* **Stated task**: Reproduce the lines below word for word, leaving out the pictures.

* **Extracted entries**:

^^^^^^^^

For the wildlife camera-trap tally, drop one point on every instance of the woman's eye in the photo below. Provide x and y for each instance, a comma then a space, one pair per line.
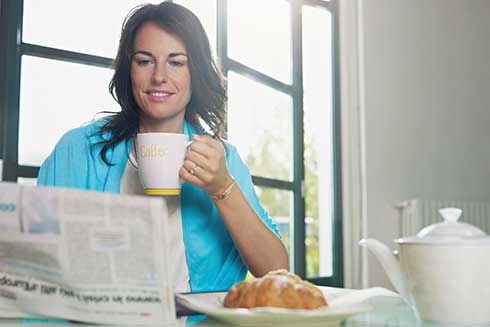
143, 62
177, 63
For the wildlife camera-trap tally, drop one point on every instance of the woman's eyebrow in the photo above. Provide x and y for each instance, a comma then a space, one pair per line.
176, 54
146, 53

^^^^^^^^

* **Answer**:
For the wildlife camera-trap tally, drop one point on every instance of the woman's eye in the photo below. Provide x and y for each instance, a comma then a space, one pair per line.
143, 62
177, 63
For the wildlife camera-trap tally, drop one point on every instance of the woman's eyebrow in the photo above. Provide x and y for each instance, a comma then a space, one pair per line.
176, 54
146, 53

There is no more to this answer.